* [TASK TO COMPLETE]
Scan the records below for the word "skin". Copy each line where it appears.

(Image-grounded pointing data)
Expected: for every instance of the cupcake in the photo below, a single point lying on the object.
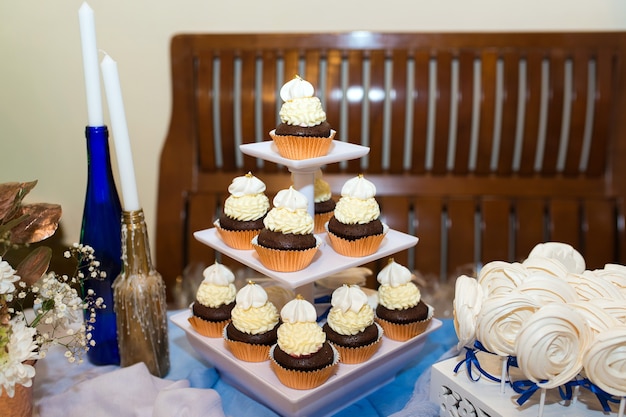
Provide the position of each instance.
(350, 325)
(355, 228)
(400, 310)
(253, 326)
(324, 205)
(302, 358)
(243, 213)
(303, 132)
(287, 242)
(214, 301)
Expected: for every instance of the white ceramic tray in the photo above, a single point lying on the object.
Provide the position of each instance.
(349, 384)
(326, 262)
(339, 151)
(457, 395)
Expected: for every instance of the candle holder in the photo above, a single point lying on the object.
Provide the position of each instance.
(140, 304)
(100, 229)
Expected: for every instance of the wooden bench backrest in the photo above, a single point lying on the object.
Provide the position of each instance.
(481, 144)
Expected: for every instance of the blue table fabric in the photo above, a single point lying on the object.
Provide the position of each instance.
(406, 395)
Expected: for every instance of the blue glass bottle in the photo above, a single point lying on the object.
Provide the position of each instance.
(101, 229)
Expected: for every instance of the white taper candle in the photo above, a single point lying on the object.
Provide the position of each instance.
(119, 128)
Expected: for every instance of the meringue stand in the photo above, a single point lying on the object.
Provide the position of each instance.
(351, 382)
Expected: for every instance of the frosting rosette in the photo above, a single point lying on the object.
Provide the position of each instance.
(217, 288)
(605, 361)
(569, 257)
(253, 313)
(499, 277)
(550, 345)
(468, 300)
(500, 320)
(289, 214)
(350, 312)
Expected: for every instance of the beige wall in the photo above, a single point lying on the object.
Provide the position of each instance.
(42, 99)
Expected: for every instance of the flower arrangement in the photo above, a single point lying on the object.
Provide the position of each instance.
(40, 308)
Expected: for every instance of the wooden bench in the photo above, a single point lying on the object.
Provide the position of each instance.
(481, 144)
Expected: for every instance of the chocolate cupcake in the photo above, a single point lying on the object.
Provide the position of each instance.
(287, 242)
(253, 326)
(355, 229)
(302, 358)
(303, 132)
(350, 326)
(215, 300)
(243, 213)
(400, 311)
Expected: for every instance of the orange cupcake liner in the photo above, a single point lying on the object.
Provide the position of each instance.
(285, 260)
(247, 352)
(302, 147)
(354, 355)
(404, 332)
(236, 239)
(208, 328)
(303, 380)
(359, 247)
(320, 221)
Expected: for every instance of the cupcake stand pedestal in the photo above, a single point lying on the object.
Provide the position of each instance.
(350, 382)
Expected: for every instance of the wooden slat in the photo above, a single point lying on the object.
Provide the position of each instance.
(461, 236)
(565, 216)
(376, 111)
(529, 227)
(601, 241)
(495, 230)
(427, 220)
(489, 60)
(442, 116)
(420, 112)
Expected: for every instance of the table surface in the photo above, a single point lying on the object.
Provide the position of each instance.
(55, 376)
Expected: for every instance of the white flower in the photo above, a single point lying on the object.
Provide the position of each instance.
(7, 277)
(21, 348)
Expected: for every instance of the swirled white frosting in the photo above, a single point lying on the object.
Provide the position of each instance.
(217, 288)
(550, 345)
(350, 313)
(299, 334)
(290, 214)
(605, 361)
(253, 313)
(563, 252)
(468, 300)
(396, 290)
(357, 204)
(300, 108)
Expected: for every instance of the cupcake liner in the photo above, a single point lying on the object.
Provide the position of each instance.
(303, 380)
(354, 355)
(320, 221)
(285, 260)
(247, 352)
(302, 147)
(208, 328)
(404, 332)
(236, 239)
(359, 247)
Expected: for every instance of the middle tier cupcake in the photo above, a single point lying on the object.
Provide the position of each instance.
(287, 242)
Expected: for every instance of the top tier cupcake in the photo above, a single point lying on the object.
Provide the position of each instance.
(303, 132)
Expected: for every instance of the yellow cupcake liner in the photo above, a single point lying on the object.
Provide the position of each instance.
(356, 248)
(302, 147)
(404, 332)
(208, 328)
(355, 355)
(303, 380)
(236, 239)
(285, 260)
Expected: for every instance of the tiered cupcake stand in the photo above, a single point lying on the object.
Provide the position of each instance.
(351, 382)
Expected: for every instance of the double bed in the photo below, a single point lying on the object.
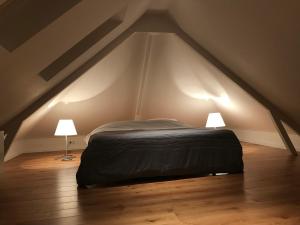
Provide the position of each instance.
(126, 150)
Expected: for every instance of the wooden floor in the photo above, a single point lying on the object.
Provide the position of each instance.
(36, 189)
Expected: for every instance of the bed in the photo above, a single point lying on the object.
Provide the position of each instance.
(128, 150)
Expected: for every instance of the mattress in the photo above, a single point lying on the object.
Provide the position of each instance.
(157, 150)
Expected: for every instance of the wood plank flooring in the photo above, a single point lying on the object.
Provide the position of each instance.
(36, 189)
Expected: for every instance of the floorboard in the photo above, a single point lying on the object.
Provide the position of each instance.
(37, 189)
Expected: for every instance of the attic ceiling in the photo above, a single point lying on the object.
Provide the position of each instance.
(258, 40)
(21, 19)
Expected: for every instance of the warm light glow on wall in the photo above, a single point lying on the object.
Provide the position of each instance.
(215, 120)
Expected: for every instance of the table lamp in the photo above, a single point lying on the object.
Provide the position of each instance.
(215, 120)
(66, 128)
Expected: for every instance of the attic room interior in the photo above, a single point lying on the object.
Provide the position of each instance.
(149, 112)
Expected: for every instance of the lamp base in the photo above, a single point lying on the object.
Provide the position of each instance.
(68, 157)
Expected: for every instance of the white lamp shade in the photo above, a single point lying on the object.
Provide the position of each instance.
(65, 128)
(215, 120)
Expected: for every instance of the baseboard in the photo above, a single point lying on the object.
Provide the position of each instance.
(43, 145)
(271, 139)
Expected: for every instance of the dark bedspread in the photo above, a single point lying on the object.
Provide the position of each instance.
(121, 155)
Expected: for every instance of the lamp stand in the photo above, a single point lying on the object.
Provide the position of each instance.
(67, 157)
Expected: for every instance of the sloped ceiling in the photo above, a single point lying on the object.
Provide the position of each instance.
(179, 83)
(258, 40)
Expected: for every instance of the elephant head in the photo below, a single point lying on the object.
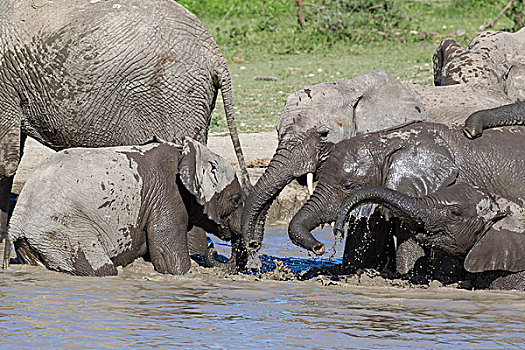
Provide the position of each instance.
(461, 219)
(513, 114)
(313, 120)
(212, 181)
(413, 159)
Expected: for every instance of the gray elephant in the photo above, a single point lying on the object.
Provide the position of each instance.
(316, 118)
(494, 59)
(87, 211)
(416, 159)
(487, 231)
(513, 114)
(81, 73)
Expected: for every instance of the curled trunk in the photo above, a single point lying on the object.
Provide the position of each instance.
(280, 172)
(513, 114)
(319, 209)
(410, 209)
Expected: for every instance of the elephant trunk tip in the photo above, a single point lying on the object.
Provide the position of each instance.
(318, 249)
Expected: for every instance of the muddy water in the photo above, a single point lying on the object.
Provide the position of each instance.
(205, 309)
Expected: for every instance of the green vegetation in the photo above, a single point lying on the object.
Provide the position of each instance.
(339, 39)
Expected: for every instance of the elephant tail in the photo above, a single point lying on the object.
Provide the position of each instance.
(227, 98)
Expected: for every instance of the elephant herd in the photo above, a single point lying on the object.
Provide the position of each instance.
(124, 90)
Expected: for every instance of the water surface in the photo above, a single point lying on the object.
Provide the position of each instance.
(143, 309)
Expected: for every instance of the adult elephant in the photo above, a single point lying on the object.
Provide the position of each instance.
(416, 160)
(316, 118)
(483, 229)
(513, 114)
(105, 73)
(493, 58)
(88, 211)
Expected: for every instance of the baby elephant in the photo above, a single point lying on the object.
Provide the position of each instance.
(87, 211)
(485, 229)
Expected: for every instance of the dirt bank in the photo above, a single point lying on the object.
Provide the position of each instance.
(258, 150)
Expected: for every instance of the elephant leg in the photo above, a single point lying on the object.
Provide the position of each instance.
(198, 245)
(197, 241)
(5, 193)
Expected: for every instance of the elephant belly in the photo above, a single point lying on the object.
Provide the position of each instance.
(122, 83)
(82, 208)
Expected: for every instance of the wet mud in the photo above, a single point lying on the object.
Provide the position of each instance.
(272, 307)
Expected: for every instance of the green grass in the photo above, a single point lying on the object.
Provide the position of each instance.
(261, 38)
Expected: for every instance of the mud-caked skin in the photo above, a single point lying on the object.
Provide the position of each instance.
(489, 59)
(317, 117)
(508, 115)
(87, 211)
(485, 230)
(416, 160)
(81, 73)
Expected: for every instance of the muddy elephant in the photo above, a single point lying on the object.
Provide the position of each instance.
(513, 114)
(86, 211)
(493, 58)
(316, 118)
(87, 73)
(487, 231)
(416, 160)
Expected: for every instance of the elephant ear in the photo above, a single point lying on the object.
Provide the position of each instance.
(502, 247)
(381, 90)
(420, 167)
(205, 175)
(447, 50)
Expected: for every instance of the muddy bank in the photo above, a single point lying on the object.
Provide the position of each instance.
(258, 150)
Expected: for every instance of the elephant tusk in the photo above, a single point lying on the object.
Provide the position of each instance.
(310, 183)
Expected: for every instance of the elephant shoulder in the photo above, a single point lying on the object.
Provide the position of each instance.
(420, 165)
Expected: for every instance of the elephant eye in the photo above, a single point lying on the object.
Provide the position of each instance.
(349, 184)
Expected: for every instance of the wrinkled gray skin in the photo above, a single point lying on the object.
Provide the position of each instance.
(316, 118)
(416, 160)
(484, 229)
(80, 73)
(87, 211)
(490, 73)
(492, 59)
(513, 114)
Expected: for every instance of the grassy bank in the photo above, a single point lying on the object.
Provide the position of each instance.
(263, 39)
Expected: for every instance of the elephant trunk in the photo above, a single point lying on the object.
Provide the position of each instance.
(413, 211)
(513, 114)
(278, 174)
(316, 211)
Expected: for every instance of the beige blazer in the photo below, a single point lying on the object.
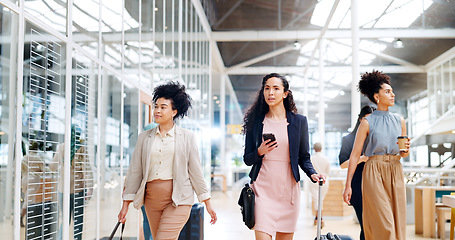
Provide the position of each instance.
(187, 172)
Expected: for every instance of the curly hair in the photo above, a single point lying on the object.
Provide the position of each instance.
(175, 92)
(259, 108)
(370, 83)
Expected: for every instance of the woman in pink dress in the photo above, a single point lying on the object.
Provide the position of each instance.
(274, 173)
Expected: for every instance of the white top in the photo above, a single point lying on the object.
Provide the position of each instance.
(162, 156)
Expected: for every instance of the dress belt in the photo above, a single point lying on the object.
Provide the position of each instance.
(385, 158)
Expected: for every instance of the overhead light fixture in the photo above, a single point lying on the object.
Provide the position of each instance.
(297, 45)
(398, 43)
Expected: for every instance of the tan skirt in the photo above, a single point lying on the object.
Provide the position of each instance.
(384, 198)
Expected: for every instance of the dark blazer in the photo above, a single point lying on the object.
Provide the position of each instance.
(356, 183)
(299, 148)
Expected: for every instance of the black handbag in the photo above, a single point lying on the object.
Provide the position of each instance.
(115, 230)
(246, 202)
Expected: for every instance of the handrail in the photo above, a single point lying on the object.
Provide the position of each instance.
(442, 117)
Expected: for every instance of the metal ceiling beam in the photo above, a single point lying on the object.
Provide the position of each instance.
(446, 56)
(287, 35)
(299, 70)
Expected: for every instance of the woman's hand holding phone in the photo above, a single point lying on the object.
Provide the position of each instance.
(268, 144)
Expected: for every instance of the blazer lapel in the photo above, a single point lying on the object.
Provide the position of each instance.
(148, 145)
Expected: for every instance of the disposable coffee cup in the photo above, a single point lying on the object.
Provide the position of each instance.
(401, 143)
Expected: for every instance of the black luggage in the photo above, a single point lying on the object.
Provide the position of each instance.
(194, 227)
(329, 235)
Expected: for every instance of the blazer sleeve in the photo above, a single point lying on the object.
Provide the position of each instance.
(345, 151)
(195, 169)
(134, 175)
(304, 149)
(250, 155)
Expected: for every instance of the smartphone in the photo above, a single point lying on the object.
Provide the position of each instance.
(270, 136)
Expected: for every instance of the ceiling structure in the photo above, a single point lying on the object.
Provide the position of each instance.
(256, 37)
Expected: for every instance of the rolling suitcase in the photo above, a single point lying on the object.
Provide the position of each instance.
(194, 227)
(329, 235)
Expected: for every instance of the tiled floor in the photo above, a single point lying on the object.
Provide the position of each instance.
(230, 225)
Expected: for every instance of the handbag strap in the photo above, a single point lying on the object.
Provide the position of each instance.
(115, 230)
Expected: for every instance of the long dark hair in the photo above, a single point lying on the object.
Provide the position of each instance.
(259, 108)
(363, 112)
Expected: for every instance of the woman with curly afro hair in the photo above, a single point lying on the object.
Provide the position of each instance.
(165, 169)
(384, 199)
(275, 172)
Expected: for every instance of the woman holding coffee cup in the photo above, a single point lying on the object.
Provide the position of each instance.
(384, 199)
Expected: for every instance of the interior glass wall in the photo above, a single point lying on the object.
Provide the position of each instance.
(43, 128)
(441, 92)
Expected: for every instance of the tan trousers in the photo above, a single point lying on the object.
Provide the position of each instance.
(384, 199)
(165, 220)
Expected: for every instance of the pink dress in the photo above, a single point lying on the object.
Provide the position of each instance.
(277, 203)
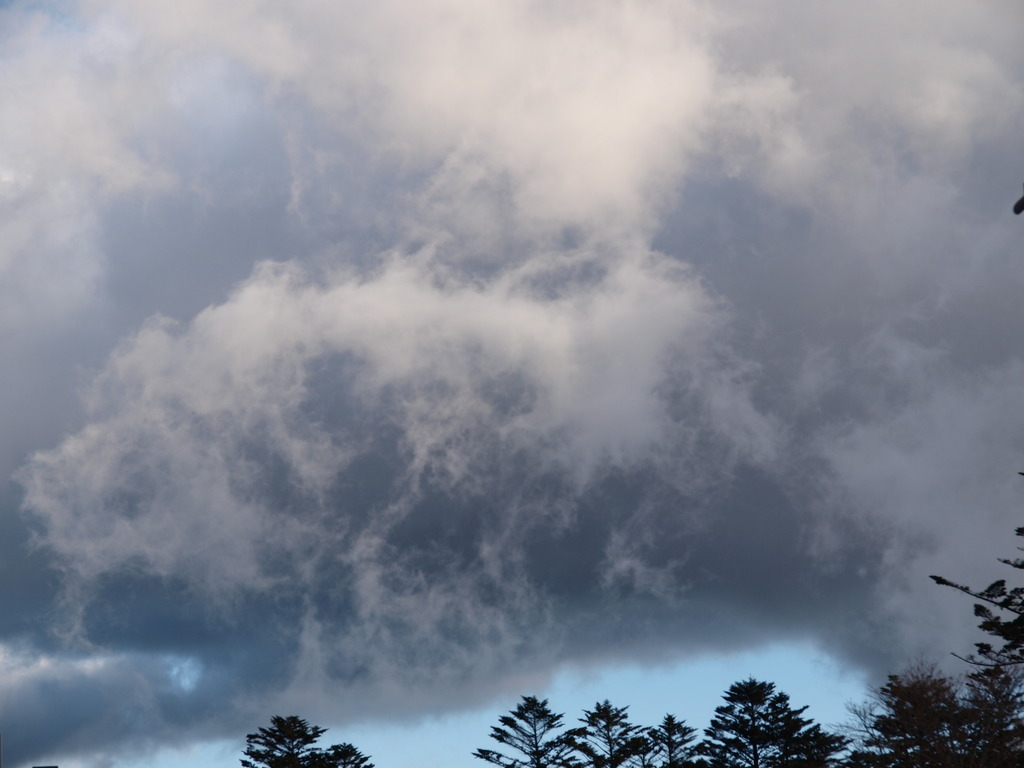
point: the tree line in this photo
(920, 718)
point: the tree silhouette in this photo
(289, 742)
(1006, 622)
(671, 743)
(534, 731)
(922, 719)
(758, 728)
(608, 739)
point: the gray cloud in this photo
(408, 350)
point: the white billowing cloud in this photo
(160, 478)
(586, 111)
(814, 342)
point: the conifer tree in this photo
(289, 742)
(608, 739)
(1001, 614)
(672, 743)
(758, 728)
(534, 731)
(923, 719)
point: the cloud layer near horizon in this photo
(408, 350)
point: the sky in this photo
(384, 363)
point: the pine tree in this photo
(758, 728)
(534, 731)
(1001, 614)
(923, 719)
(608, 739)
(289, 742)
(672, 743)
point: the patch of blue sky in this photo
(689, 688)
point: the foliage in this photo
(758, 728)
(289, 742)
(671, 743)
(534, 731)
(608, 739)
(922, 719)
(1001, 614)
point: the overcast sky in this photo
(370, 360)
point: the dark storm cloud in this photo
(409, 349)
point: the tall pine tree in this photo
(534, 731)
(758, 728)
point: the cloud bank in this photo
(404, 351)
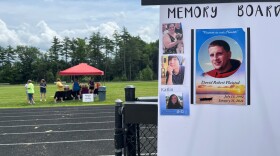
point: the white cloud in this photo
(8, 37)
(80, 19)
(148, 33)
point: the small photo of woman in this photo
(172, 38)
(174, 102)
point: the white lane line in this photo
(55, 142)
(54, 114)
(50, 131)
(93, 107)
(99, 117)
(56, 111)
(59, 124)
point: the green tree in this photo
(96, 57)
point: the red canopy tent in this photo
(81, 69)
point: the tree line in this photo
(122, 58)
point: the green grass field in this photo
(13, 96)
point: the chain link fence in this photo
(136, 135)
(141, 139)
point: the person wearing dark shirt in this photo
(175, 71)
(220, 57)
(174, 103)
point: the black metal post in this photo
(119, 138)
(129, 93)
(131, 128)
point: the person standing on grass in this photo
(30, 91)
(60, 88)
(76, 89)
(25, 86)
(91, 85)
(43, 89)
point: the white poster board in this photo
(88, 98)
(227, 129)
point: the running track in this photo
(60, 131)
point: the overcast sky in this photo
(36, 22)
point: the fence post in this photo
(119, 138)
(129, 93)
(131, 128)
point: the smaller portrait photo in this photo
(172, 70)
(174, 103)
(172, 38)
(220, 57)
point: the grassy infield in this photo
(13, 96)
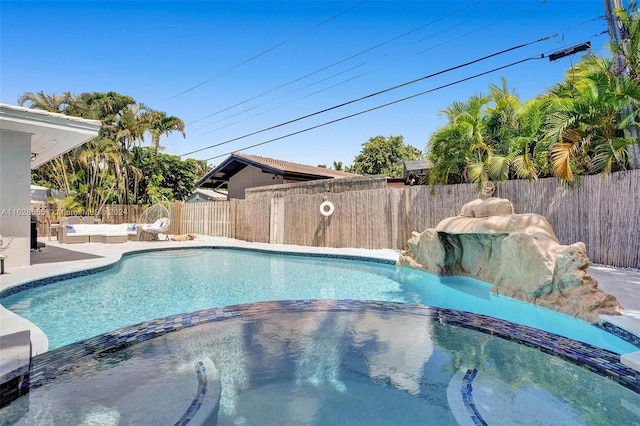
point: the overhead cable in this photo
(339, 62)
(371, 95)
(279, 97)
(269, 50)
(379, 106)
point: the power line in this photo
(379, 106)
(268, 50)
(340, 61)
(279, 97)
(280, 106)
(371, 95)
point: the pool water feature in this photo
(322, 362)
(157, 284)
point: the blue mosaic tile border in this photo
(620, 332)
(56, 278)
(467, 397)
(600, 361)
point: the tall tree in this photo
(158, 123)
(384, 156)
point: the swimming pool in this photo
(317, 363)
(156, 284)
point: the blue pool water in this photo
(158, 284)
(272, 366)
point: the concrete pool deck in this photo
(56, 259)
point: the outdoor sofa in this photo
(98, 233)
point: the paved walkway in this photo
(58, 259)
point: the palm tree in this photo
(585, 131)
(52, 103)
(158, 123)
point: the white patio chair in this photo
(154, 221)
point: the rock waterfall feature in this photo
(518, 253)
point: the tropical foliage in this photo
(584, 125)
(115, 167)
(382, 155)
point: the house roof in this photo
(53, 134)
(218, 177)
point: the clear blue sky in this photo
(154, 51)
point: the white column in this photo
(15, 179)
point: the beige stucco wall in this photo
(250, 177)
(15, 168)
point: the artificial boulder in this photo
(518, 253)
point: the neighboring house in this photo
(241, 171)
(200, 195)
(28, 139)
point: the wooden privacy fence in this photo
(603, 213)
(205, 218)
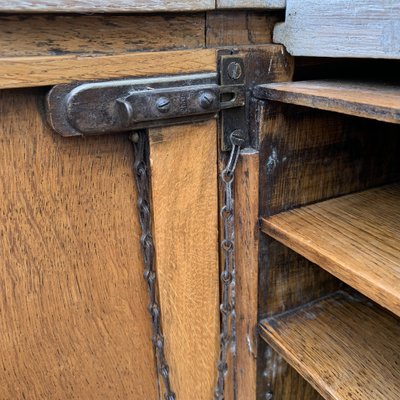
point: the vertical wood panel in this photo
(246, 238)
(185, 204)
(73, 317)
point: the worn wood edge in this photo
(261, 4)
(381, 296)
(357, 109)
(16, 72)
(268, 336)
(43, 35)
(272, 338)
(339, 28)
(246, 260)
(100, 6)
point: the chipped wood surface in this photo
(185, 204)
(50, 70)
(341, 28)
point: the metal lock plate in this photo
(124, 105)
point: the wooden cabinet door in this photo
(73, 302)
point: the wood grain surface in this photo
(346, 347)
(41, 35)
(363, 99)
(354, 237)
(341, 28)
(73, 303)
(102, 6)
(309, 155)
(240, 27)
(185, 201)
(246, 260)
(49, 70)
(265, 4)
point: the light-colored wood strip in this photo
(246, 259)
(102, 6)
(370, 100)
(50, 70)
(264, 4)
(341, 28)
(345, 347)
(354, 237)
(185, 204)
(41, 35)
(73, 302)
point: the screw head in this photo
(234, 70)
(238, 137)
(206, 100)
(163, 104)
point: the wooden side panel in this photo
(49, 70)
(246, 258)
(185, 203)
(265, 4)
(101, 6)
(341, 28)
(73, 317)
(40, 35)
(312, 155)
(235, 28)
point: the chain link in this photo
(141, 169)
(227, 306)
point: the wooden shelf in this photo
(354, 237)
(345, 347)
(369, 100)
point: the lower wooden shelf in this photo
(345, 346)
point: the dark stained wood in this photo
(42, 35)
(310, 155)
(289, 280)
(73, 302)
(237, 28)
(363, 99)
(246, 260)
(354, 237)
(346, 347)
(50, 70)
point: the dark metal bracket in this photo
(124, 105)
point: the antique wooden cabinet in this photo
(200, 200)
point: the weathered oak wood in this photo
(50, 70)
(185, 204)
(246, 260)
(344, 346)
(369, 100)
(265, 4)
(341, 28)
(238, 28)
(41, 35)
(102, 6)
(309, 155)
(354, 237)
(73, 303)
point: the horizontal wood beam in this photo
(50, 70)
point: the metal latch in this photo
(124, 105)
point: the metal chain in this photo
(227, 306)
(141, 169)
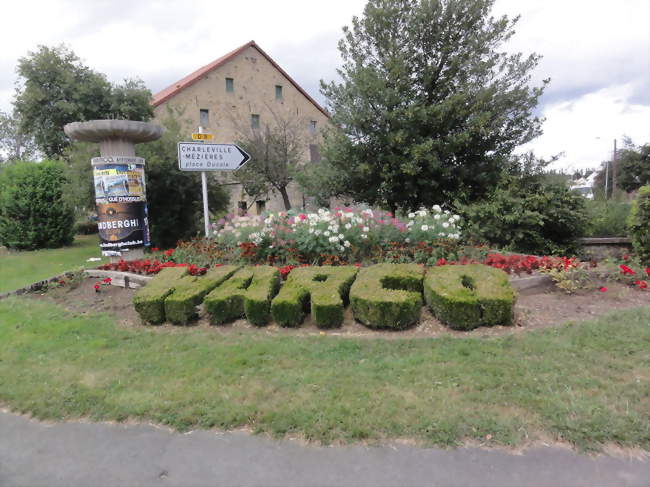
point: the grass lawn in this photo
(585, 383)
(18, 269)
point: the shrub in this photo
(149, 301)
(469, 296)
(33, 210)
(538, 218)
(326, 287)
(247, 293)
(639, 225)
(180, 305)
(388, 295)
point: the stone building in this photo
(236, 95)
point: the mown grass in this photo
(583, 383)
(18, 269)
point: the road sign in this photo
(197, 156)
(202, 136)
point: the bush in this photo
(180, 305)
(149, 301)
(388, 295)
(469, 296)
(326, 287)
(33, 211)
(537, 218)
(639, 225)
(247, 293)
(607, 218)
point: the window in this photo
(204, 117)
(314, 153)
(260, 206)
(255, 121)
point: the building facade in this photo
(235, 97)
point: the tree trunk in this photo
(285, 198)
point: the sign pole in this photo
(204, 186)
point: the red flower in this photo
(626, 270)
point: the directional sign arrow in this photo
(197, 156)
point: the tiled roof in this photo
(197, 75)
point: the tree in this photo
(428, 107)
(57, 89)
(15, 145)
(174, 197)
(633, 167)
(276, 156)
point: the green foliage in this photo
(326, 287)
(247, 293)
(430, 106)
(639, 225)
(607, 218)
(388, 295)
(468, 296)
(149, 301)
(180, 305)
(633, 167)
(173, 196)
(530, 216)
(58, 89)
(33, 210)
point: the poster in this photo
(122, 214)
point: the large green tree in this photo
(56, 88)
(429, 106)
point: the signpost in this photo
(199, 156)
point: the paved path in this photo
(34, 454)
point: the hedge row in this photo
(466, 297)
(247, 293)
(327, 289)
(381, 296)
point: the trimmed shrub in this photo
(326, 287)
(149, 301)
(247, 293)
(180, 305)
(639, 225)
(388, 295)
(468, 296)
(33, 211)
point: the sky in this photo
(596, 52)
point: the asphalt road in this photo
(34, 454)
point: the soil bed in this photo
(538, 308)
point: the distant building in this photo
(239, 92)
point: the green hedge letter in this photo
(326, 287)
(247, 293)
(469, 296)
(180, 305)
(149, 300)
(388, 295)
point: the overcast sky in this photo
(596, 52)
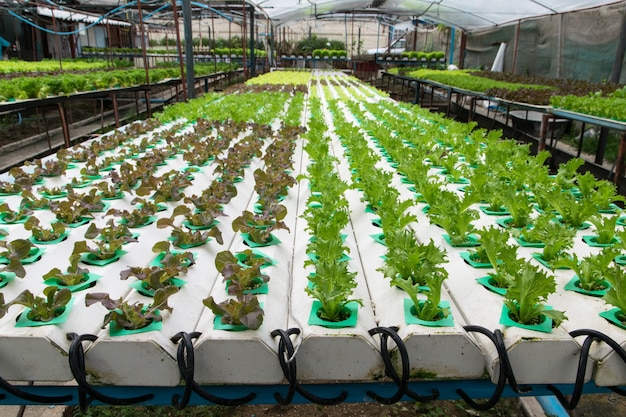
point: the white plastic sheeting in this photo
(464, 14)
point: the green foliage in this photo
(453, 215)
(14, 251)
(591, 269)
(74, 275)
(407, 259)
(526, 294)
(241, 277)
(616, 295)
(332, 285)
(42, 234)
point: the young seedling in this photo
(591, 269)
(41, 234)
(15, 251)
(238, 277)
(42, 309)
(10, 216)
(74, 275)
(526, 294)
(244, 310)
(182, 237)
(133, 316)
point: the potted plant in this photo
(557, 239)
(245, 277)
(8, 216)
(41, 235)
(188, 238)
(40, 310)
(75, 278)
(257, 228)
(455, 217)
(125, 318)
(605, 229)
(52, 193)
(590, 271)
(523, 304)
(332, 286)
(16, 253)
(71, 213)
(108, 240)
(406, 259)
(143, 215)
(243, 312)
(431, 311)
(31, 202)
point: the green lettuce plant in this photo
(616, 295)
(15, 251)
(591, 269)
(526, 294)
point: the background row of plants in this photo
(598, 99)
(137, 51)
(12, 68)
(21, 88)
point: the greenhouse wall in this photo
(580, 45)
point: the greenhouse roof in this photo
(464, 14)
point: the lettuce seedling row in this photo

* [YOUR SOLUTION]
Expected: for every instance of the mud-caked skin in the photo above, a single point lying on the object.
Expected: for every instance of the wrinkled gray skin in the photo above, a single point lying on the object.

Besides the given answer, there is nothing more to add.